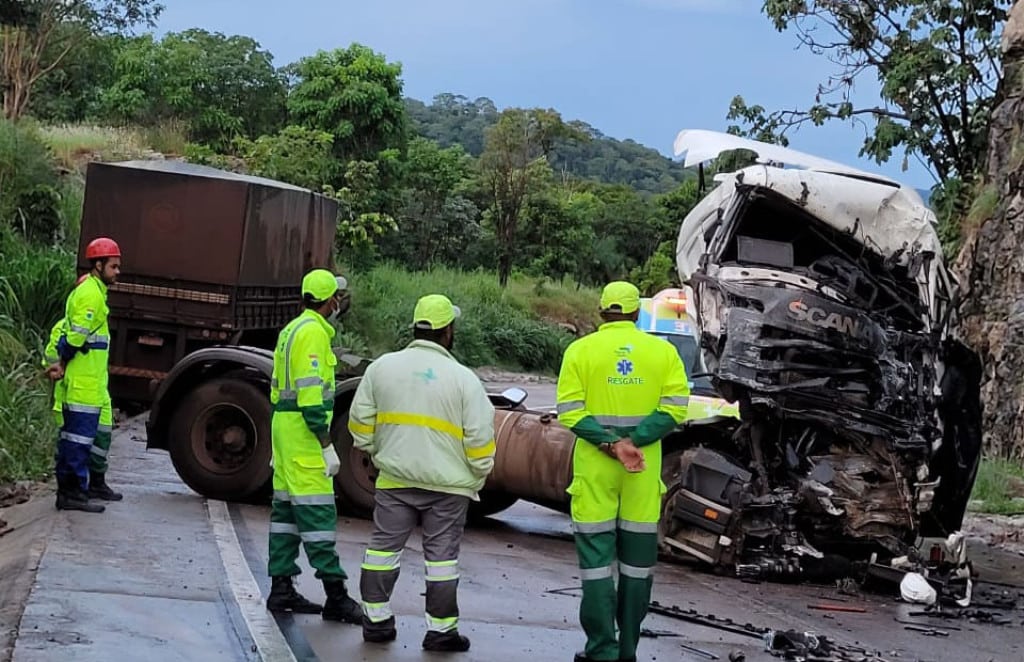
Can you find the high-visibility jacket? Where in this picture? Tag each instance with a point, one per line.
(50, 357)
(621, 381)
(426, 420)
(303, 381)
(85, 344)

__Task brief__. Reproduce every line of the records above verbatim, omitting the pictures.

__Written response__.
Can you find the high-visibility jacket? Where in this picture? Tag each instance with a point, one per line.
(50, 357)
(621, 381)
(426, 420)
(303, 381)
(85, 344)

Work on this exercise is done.